(Supplied records)

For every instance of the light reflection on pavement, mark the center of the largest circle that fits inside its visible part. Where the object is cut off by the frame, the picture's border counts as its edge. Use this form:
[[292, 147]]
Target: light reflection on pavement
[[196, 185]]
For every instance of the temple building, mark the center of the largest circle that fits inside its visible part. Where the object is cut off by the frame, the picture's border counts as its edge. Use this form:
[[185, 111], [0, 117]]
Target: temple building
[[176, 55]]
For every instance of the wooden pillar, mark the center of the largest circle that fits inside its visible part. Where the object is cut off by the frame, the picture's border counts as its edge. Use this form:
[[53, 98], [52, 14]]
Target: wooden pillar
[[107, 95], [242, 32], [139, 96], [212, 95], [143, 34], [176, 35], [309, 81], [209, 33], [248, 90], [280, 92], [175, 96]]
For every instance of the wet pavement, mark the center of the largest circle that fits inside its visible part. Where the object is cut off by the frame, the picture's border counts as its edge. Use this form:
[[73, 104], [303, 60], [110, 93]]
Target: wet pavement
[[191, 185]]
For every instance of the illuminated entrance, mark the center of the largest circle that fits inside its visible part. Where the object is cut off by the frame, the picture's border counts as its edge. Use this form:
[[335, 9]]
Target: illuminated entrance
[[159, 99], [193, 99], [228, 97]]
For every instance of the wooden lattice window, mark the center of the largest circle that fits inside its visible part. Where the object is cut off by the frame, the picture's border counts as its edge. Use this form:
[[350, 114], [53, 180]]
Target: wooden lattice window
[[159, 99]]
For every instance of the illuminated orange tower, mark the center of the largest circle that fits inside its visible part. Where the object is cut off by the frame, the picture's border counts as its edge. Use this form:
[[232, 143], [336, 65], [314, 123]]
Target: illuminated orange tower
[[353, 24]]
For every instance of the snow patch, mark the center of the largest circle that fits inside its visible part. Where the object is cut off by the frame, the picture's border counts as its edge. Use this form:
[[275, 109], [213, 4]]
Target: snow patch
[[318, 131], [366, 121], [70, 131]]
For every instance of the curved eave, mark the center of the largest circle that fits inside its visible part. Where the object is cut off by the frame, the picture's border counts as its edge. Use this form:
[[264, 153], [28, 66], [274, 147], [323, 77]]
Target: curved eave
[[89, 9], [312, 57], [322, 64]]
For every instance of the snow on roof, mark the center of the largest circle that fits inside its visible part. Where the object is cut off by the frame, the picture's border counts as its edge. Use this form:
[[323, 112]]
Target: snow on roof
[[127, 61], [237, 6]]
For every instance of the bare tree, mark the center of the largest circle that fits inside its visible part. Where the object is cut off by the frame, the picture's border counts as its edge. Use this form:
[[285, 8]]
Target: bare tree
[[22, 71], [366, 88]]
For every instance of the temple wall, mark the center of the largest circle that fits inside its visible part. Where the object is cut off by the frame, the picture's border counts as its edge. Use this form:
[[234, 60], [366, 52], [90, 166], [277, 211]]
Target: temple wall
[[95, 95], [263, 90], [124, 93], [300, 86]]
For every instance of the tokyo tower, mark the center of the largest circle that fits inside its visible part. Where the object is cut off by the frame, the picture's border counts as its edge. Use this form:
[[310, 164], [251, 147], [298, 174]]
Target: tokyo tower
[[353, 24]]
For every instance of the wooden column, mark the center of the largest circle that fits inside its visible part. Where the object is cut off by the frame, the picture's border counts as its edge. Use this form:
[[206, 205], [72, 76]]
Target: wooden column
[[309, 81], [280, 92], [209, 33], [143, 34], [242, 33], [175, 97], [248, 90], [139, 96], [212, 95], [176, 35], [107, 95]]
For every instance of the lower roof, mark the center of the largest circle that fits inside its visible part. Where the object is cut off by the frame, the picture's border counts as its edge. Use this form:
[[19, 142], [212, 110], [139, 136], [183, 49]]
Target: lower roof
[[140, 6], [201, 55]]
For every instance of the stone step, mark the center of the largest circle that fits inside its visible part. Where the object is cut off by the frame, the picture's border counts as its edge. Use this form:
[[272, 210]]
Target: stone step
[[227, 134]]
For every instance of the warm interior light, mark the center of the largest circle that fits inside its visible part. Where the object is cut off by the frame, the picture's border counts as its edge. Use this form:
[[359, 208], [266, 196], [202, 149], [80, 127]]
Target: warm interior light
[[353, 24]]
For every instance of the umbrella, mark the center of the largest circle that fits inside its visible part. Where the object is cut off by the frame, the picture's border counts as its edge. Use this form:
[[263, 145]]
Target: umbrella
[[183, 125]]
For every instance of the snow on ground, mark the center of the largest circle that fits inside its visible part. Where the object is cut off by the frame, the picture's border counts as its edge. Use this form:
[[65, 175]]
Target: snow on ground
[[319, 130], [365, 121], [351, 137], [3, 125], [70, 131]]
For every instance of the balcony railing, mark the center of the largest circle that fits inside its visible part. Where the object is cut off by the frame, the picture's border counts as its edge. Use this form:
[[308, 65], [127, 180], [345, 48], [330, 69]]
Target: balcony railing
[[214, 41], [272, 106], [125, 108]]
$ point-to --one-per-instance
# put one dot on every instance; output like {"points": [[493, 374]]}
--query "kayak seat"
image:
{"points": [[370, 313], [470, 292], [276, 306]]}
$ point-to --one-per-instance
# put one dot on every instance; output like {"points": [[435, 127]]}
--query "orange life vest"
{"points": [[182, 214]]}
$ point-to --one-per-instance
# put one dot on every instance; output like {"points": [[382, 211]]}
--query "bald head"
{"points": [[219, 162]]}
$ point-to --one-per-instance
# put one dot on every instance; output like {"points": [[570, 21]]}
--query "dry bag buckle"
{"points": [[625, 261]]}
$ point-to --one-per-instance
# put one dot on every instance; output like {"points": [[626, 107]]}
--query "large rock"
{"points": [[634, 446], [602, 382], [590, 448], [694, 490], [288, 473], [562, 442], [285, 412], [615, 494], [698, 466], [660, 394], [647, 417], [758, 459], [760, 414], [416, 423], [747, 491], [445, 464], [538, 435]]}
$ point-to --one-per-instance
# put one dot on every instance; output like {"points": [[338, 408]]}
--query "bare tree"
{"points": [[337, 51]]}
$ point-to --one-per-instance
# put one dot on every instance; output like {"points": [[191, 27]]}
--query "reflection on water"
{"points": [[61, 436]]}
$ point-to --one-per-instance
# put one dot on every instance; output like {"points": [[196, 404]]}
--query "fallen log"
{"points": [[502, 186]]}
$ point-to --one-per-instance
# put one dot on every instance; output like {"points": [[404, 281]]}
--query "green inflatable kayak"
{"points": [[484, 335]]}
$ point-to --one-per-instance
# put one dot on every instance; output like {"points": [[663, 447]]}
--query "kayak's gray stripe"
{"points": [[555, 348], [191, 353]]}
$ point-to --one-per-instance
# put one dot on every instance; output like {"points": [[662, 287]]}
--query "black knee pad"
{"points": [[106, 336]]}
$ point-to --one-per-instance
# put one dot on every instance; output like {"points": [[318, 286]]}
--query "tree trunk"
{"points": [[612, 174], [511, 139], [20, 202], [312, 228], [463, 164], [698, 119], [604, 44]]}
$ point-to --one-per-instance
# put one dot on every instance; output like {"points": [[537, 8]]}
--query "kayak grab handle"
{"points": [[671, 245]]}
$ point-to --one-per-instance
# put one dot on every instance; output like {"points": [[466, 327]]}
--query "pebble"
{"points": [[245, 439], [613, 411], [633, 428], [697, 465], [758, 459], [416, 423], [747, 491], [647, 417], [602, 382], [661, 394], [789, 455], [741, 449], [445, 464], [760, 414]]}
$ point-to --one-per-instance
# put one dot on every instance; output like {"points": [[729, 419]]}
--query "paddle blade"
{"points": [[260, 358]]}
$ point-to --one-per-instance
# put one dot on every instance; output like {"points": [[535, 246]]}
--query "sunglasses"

(End Supplied records)

What the exercise asks - Every entry above needs to be written out again exactly.

Answer space -
For every instance of the light reflection on pavement, mark the center of the largest circle that fits inside its visible part. Where the object is cut off by the frame, the picture's border counts as its edge. Use this form:
[[292, 147]]
Target: light reflection on pavement
[[196, 185]]
For every instance of the temple building, mark the center of the largest circle that fits inside its visible part. Where the object is cut off by the frame, the picture's border counts as its edge. Use this form:
[[185, 111], [0, 117]]
Target: temple building
[[176, 55]]
For every instance of the wooden pillar, mark the center of the largest circle that fits inside its visible part. Where the object is cut off by the frame, the picture's border counts as its edge. Use this form:
[[53, 98], [52, 14]]
Target: wooden pillar
[[107, 95], [242, 32], [139, 96], [212, 95], [143, 34], [176, 35], [309, 81], [209, 33], [248, 90], [280, 92], [175, 96]]
For every instance of the wet pavement, mark the center of the largest circle that fits inside its visible part. Where the object is cut off by the frame, the picture's border counts as its edge. Use this form:
[[73, 104], [303, 60], [110, 93]]
Target: wet pavement
[[191, 185]]
For every instance of the illuminated entrance, mark the center of the largest circle that fits inside its visible part. Where the object is cut off by the frame, the picture's border counts as its edge. Use this form:
[[335, 9]]
Target: illuminated entrance
[[159, 99], [193, 99], [228, 97]]
For every instance of the wooden lattice window, mark the center of the largest circle that fits inside its visible part. Where the object is cut off by the frame, the picture's border counts as its edge. Use this form:
[[350, 114], [53, 180]]
Target: wooden lattice window
[[159, 99]]
For every instance of the illuminated orange tower, mark the center of the largest circle that fits inside its visible part. Where the object is cut off by the frame, the picture's border counts as its edge. Use this form:
[[232, 143], [336, 65], [314, 123]]
Target: illuminated orange tower
[[353, 24]]
For every instance of the snow patch, mark the center of the largest circle that fits inside its visible part. Where the object is cut off by the frame, the picture's border counts as its edge. Use this form:
[[275, 109], [213, 4]]
Target: snow patch
[[318, 131], [366, 121], [70, 131]]
For every instance of the curved eave, mark the center of the largest circle that fits inside its visible part. Where the object is cut off by the frame, the picture's border counts as its edge. Use this form:
[[264, 153], [28, 66], [274, 147], [323, 77]]
Target: curved eave
[[89, 9], [312, 57], [322, 64]]
For every instance of the snow on roof, mark the center of the largest circle that fits inside its visible part. Where the object is cut off by the frame, the picture's border counts as its edge. Use this form:
[[323, 112]]
Target: snow on roof
[[127, 61], [237, 6]]
For every instance of the bare tree, mark the center of the largest circle that fits inside its visible part. Where the object is cut off by the frame, the picture's border counts as its edge. Use this form:
[[285, 8]]
Target: bare tree
[[22, 71], [366, 88]]
For every instance of the temple wall, mark the center of the largest circle that fits inside its visible part. Where the object is cut off by the frame, the picture's border counts as its edge. Use this form:
[[234, 60], [366, 52], [90, 166], [277, 211]]
Target: temple wall
[[95, 95], [263, 90], [124, 93], [300, 86]]
For every instance of the tokyo tower, mark the center of the largest circle that fits inside its visible part. Where the object is cut off by the frame, the picture's border counts as its edge. Use this form:
[[310, 164], [251, 147], [298, 174]]
Target: tokyo tower
[[353, 24]]
For every instance of the wooden column, mark the center of the largest circle that fits inside its visible part. Where the object is cut off by the frame, the picture's border counts as its edge. Use this form:
[[206, 205], [72, 76]]
Target: wooden column
[[309, 81], [280, 92], [209, 33], [143, 34], [242, 33], [175, 97], [248, 90], [139, 96], [212, 95], [176, 35], [107, 95]]
For every instance of the lower roof, mark the center of the largest circle that fits inside its visible part. Where the object is cut off by the frame, the picture's border counts as its edge. Use this form:
[[19, 142], [212, 110], [139, 136], [183, 49]]
Target: lower roof
[[140, 6], [201, 55]]
For every instance of the stone step, mark the center of the largest circle that fits inside its visible part. Where the object is cut off by the frame, the picture's border counts as its edge. Use this form:
[[272, 210]]
Target: stone step
[[227, 134]]
For every instance of the warm interior light, mark the center of the largest circle that fits inside its visible part. Where the object is cut off by the frame, the picture's border counts as its edge. Use this form:
[[359, 208], [266, 196], [202, 149], [80, 127]]
Target: warm interior light
[[353, 24]]
For every instance of the umbrella, mark the center of the largest circle that fits inside its visible part. Where the object is cut off by the frame, the picture's border counts as its edge. Use this form:
[[263, 145]]
Target: umbrella
[[183, 125]]
For every instance of the snow on ground, mark the center of the largest circle that fits inside its visible part. Where the object is cut off by the frame, the picture's border counts as its edge. Use this form:
[[65, 175]]
Target: snow on ground
[[319, 130], [365, 121], [351, 137], [3, 125], [70, 131]]
For every instance of the balcony railing, mark the center of the largest circle that fits inside its visible part. Where the object is cut off by the frame, the picture's border counts as its edge. Use this form:
[[308, 65], [127, 180], [345, 48], [330, 69]]
Target: balcony railing
[[214, 41], [272, 106], [125, 108]]
$ point-to --one-per-instance
# put one dot on every instance; output like {"points": [[493, 374]]}
--query "kayak seat"
image:
{"points": [[370, 313], [470, 292], [276, 306]]}
$ point-to --one-per-instance
# put one dot on every instance; output like {"points": [[435, 127]]}
--query "orange life vest"
{"points": [[182, 214]]}
$ point-to --one-per-instance
# put one dot on every instance; output like {"points": [[382, 211]]}
--query "bald head"
{"points": [[219, 162]]}
$ point-to --one-per-instance
# put one dot on every instance; output like {"points": [[570, 21]]}
--query "dry bag buckle"
{"points": [[625, 261]]}
$ point-to --one-per-instance
# put one dot on every instance; output like {"points": [[626, 107]]}
--query "large rock"
{"points": [[634, 446], [602, 382], [590, 448], [694, 490], [288, 473], [562, 442], [285, 412], [615, 494], [698, 466], [660, 394], [647, 417], [758, 459], [760, 414], [416, 423], [747, 491], [445, 464], [538, 435]]}
$ point-to --one-per-instance
# put one dot on every instance; output like {"points": [[338, 408]]}
--query "bare tree"
{"points": [[337, 51]]}
$ point-to --one-per-instance
# put one dot on every instance; output like {"points": [[191, 27]]}
--query "reflection on water"
{"points": [[61, 436]]}
$ point-to --one-per-instance
# put one dot on every instance; output like {"points": [[196, 404]]}
--query "fallen log"
{"points": [[502, 186]]}
$ point-to --one-per-instance
# put one dot on every instance; output like {"points": [[404, 281]]}
--query "green inflatable kayak"
{"points": [[484, 335]]}
$ point-to --one-per-instance
# put one dot on every instance; output like {"points": [[663, 447]]}
--query "kayak's gray stripe"
{"points": [[555, 348], [191, 353]]}
$ point-to --one-per-instance
# put one dot on every instance; output like {"points": [[662, 287]]}
--query "black knee pad"
{"points": [[106, 336]]}
$ point-to --one-per-instance
# put one dot on every instance; output like {"points": [[318, 286]]}
--query "tree trunk"
{"points": [[612, 174], [511, 139], [20, 202], [312, 228], [463, 164], [698, 119], [604, 44]]}
$ point-to --one-per-instance
# put one dot on every instance; output like {"points": [[537, 8]]}
--query "kayak grab handle"
{"points": [[671, 245]]}
$ point-to --one-per-instance
# put one dot on every instance; output like {"points": [[466, 327]]}
--query "pebble"
{"points": [[245, 439], [613, 411], [633, 428], [697, 465], [758, 459], [416, 423], [747, 491], [647, 417], [602, 382], [661, 394], [789, 455], [741, 449], [445, 464], [760, 414]]}
$ point-to --one-per-instance
# put one dot on every instance; output like {"points": [[729, 419]]}
--query "paddle blade"
{"points": [[260, 358]]}
$ point-to --one-per-instance
# put one dot on every instance; output like {"points": [[535, 246]]}
--query "sunglasses"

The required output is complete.